===== RECORDS FOR PROCESSING =====

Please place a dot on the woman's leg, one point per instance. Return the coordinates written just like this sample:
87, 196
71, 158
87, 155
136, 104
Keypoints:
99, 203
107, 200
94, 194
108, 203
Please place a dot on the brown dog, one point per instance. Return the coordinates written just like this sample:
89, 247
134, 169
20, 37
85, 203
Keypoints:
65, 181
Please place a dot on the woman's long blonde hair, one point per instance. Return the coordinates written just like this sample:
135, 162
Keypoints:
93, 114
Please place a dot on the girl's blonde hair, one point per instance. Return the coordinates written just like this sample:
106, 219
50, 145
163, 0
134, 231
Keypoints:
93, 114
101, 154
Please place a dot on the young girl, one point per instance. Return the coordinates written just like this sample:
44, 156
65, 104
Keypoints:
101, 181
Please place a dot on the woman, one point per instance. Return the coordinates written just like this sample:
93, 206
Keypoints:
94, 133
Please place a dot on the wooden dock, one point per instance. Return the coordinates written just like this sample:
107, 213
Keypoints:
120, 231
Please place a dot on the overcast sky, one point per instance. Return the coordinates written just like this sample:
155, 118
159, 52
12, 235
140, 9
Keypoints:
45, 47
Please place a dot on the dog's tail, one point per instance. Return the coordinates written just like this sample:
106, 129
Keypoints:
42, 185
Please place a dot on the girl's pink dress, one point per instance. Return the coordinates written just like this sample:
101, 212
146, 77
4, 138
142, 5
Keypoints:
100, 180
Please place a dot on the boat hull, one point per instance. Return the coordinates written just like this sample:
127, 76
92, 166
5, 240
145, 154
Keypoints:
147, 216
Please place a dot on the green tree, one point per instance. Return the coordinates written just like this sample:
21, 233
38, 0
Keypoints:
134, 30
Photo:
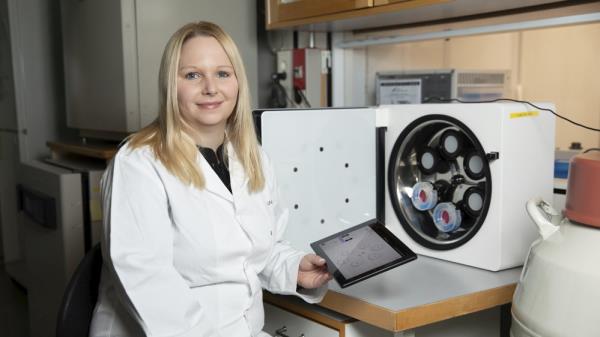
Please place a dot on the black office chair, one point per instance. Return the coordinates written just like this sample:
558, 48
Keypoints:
79, 299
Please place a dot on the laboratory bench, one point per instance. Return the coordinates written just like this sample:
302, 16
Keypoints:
397, 302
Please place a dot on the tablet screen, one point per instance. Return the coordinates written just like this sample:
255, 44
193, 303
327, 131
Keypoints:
361, 252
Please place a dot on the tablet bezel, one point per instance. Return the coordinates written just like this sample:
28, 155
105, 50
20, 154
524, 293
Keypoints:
406, 254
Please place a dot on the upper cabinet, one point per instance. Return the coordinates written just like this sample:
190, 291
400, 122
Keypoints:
341, 15
288, 10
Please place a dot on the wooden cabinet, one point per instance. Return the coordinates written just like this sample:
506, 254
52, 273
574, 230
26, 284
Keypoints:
291, 13
287, 10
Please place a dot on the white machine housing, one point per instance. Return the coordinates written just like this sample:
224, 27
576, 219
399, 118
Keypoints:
524, 139
326, 170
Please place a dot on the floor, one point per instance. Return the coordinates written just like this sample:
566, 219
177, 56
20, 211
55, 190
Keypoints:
13, 307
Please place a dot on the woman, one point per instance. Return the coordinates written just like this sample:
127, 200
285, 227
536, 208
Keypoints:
192, 221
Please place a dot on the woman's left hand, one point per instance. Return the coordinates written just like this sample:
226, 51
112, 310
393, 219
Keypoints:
312, 272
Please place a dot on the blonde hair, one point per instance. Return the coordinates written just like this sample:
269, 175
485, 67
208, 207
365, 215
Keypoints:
166, 135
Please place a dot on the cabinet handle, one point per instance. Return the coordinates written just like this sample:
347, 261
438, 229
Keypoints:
280, 332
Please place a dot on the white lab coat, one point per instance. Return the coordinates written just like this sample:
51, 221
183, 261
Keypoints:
180, 261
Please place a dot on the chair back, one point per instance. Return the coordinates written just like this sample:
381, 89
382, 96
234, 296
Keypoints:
81, 294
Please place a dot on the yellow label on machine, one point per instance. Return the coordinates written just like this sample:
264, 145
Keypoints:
524, 114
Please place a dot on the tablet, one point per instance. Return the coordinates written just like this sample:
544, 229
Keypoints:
361, 252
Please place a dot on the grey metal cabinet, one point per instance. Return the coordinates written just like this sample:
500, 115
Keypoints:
112, 51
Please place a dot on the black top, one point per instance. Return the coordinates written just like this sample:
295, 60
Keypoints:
218, 161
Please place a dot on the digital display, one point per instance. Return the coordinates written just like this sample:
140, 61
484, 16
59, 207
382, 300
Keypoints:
359, 251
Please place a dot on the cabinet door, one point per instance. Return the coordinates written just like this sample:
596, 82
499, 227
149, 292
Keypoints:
285, 10
280, 322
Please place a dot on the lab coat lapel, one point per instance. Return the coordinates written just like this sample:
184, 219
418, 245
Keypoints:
213, 182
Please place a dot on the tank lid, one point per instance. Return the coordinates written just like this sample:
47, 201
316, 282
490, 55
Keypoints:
583, 189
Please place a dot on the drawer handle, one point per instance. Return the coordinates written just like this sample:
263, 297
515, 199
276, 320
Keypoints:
280, 332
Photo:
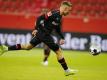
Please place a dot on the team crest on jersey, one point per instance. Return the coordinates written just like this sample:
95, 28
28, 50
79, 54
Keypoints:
49, 13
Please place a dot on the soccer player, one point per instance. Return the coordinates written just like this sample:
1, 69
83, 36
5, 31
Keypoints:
45, 25
46, 48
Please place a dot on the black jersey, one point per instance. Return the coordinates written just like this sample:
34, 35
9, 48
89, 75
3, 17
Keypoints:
49, 22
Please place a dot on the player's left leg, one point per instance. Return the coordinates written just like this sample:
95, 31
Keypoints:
55, 47
46, 55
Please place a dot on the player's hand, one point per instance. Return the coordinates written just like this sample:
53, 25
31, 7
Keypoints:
34, 32
62, 41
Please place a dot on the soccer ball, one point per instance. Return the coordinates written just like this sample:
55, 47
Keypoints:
95, 49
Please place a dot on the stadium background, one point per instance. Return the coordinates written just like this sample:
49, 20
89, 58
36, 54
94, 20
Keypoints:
86, 23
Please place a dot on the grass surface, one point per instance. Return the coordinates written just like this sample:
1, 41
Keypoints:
26, 65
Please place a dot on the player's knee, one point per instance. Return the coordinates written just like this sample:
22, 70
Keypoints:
55, 47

=====

Recast every line of all the items above as a Markdown table with two columns, Row and Line, numbering the rows and skipping blank lines. Leave the pictures out.

| Row | Line |
|---|---|
| 1 | Please place a dot on the woman's leg, one point per instance. Return the coordinates written just like this sample: |
| 2 | 87, 196 |
| 3 | 71, 158 |
| 4 | 87, 155 |
| 5 | 136, 104 |
| 6 | Keypoints: |
| 7 | 99, 203 |
| 8 | 107, 200 |
| 9 | 94, 194 |
| 10 | 108, 203 |
| 11 | Please place a dot on the brown dog, one point per instance. Return the coordinates written just like this sample: |
| 12 | 89, 247 |
| 13 | 134, 169 |
| 14 | 20, 37 |
| 15 | 85, 203 |
| 16 | Keypoints: |
| 17 | 65, 181 |
| 18 | Please place a dot on the woman's long blonde hair, one point per instance. Return the coordinates written just like this sample: |
| 19 | 135, 162 |
| 20 | Keypoints: |
| 21 | 93, 114 |
| 22 | Please place a dot on the girl's blonde hair, one point per instance. Return the coordinates written just like this sample: |
| 23 | 106, 219 |
| 24 | 50, 145 |
| 25 | 163, 0 |
| 26 | 134, 231 |
| 27 | Keypoints: |
| 28 | 93, 114 |
| 29 | 101, 154 |
| 30 | Please place a dot on the young girl, one point per instance. Return the coordinates written just like this sample: |
| 31 | 44, 156 |
| 32 | 65, 104 |
| 33 | Keypoints: |
| 34 | 101, 181 |
| 35 | Please place a dot on the woman, one point per instance. Return the coordinates written just like this sample: |
| 36 | 93, 206 |
| 37 | Keypoints: |
| 38 | 94, 133 |
| 39 | Please place a dot on the wooden dock, one point per instance. Return the coordinates written just like this sample: |
| 40 | 107, 213 |
| 41 | Keypoints: |
| 42 | 120, 231 |
| 43 | Please place a dot on the overcast sky, one point per instance. Return the coordinates written just like this sample: |
| 44 | 155, 118 |
| 45 | 159, 52 |
| 46 | 12, 235 |
| 47 | 140, 9 |
| 48 | Keypoints: |
| 49 | 45, 47 |
| 50 | Please place a dot on the dog's tail, one point per instance. Return the coordinates written just like this sample: |
| 51 | 106, 129 |
| 52 | Keypoints: |
| 53 | 42, 185 |
| 54 | Please place a dot on the girl's pink dress, one point per instance. Return the coordinates written just like this sample: |
| 55 | 101, 212 |
| 56 | 146, 77 |
| 57 | 4, 138 |
| 58 | 142, 5 |
| 59 | Keypoints: |
| 60 | 100, 180 |
| 61 | Please place a dot on the boat hull, one point per instance. Return the coordinates written just like this sample: |
| 62 | 127, 76 |
| 63 | 92, 166 |
| 64 | 5, 240 |
| 65 | 145, 154 |
| 66 | Keypoints: |
| 67 | 147, 216 |
| 68 | Please place a dot on the green tree, one point per instance. Return the coordinates written just like this sample: |
| 69 | 21, 233 |
| 70 | 38, 0 |
| 71 | Keypoints: |
| 72 | 134, 30 |
| 73 | Photo: |
| 74 | Please place a dot on the black office chair, one point per instance. Return the coordinates written just like this sample: |
| 75 | 558, 48 |
| 76 | Keypoints: |
| 77 | 79, 299 |
| 78 | Please place a dot on the laboratory bench, one point per instance. Return the coordinates written just like this sample: |
| 79 | 302, 16 |
| 80 | Keypoints: |
| 81 | 397, 302 |
| 82 | Please place a dot on the tablet screen, one point per instance. Return the coordinates written just like this sample: |
| 83 | 255, 44 |
| 84 | 193, 303 |
| 85 | 327, 131 |
| 86 | Keypoints: |
| 87 | 361, 252 |
| 88 | Please place a dot on the tablet bezel, one point per instance. Return the coordinates written just like this sample: |
| 89 | 28, 155 |
| 90 | 105, 50 |
| 91 | 20, 154 |
| 92 | 524, 293 |
| 93 | Keypoints: |
| 94 | 406, 254 |
| 95 | Please place a dot on the upper cabinet, one point per instance. Return the coordinates written just like this sample: |
| 96 | 190, 291 |
| 97 | 400, 122 |
| 98 | Keypoints: |
| 99 | 341, 15 |
| 100 | 288, 10 |
| 101 | Please place a dot on the wooden cabinet, one point per instance. Return the coordinates written just like this sample: |
| 102 | 506, 254 |
| 103 | 52, 273 |
| 104 | 574, 230 |
| 105 | 26, 284 |
| 106 | Keypoints: |
| 107 | 291, 13 |
| 108 | 287, 10 |
| 109 | Please place a dot on the white machine housing, one point per instance. Return the coordinates written just like this sample: |
| 110 | 224, 27 |
| 111 | 576, 219 |
| 112 | 399, 118 |
| 113 | Keypoints: |
| 114 | 524, 139 |
| 115 | 326, 170 |
| 116 | Please place a dot on the floor, one point per instance. Return the coordinates written just like this sample: |
| 117 | 566, 219 |
| 118 | 177, 56 |
| 119 | 20, 211 |
| 120 | 55, 190 |
| 121 | Keypoints: |
| 122 | 13, 307 |
| 123 | Please place a dot on the woman, one point per instance. Return the coordinates written just like this sample: |
| 124 | 127, 200 |
| 125 | 285, 227 |
| 126 | 536, 208 |
| 127 | Keypoints: |
| 128 | 192, 221 |
| 129 | Please place a dot on the woman's left hand, one point per instance. Return the coordinates written just like this sample: |
| 130 | 226, 51 |
| 131 | 112, 310 |
| 132 | 393, 219 |
| 133 | Keypoints: |
| 134 | 312, 272 |
| 135 | Please place a dot on the blonde hair, one point per instance. Return the coordinates written just like this sample: |
| 136 | 269, 175 |
| 137 | 485, 67 |
| 138 | 208, 207 |
| 139 | 365, 215 |
| 140 | Keypoints: |
| 141 | 166, 135 |
| 142 | Please place a dot on the cabinet handle, one point per instance. Return the coordinates written just like this sample: |
| 143 | 347, 261 |
| 144 | 438, 229 |
| 145 | Keypoints: |
| 146 | 280, 332 |
| 147 | Please place a dot on the white lab coat, one point per instance. Return the coordinates written just like this sample: |
| 148 | 51, 221 |
| 149 | 183, 261 |
| 150 | Keypoints: |
| 151 | 180, 261 |
| 152 | Please place a dot on the chair back, one point per instance. Return the coordinates written just like this sample: |
| 153 | 381, 89 |
| 154 | 382, 96 |
| 155 | 234, 296 |
| 156 | Keypoints: |
| 157 | 81, 294 |
| 158 | Please place a dot on the yellow label on machine, one point per instance. Return the coordinates written just like this sample: |
| 159 | 264, 145 |
| 160 | Keypoints: |
| 161 | 524, 114 |
| 162 | Please place a dot on the tablet, one point per instance. Return the coordinates written just like this sample: |
| 163 | 544, 229 |
| 164 | Keypoints: |
| 165 | 361, 252 |
| 166 | Please place a dot on the grey metal cabinet, one point per instance. Return the coordinates written just like this sample: |
| 167 | 500, 115 |
| 168 | Keypoints: |
| 169 | 112, 51 |
| 170 | Please place a dot on the black top, one point per instance. Return the coordinates written just like this sample: |
| 171 | 295, 60 |
| 172 | Keypoints: |
| 173 | 218, 161 |
| 174 | Please place a dot on the digital display, one point per instance. Return the coordinates written just like this sample: |
| 175 | 140, 61 |
| 176 | 484, 16 |
| 177 | 59, 207 |
| 178 | 382, 300 |
| 179 | Keypoints: |
| 180 | 359, 251 |
| 181 | Please place a dot on the cabinet door, one point per instance. Return the coordinates written just like this sample: |
| 182 | 596, 82 |
| 183 | 499, 227 |
| 184 | 149, 292 |
| 185 | Keypoints: |
| 186 | 285, 10 |
| 187 | 280, 322 |
| 188 | Please place a dot on the lab coat lapel, one point per instance. Return the coordinates written just like this sample: |
| 189 | 184, 219 |
| 190 | 418, 245 |
| 191 | Keypoints: |
| 192 | 213, 182 |
| 193 | Please place a dot on the tank lid, one point per instance. Return the coordinates written just like this sample: |
| 194 | 47, 201 |
| 195 | 316, 282 |
| 196 | 490, 55 |
| 197 | Keypoints: |
| 198 | 583, 189 |
| 199 | Please place a dot on the drawer handle, one point per instance. Return the coordinates written just like this sample: |
| 200 | 263, 297 |
| 201 | 515, 199 |
| 202 | 276, 320 |
| 203 | Keypoints: |
| 204 | 280, 332 |
| 205 | Photo: |
| 206 | Please place a dot on the team crest on jersey, one point per instance. Return the coordinates written just like this sample: |
| 207 | 95, 28 |
| 208 | 28, 50 |
| 209 | 79, 54 |
| 210 | Keypoints: |
| 211 | 49, 13 |
| 212 | Please place a dot on the soccer player, one point per instance. Return the coordinates written just like this sample: |
| 213 | 1, 69 |
| 214 | 83, 36 |
| 215 | 5, 31 |
| 216 | Keypoints: |
| 217 | 45, 25 |
| 218 | 46, 48 |
| 219 | Please place a dot on the black jersey, one point per instance. Return the coordinates written just like this sample: |
| 220 | 34, 35 |
| 221 | 9, 48 |
| 222 | 89, 75 |
| 223 | 3, 17 |
| 224 | Keypoints: |
| 225 | 49, 22 |
| 226 | Please place a dot on the player's left leg, one point per instance. Return the coordinates written just like this sample: |
| 227 | 95, 31 |
| 228 | Keypoints: |
| 229 | 55, 47 |
| 230 | 46, 55 |
| 231 | Please place a dot on the player's hand, one point per instance. Return the coordinates written just like this sample: |
| 232 | 53, 25 |
| 233 | 31, 7 |
| 234 | Keypoints: |
| 235 | 34, 32 |
| 236 | 62, 41 |
| 237 | Please place a dot on the soccer ball, one point per instance. Return the coordinates written just like this sample: |
| 238 | 55, 47 |
| 239 | Keypoints: |
| 240 | 95, 49 |
| 241 | Please place a dot on the stadium background, one point per instance. Return the coordinates written just like this sample: |
| 242 | 49, 20 |
| 243 | 89, 58 |
| 244 | 36, 54 |
| 245 | 94, 20 |
| 246 | Keypoints: |
| 247 | 86, 23 |
| 248 | Please place a dot on the grass surface, one point per instance. Return the coordinates written just like this sample: |
| 249 | 1, 41 |
| 250 | Keypoints: |
| 251 | 26, 65 |
| 252 | Please place a dot on the player's knee, one point per instance. Return the coordinates written just like this sample: |
| 253 | 22, 70 |
| 254 | Keypoints: |
| 255 | 55, 47 |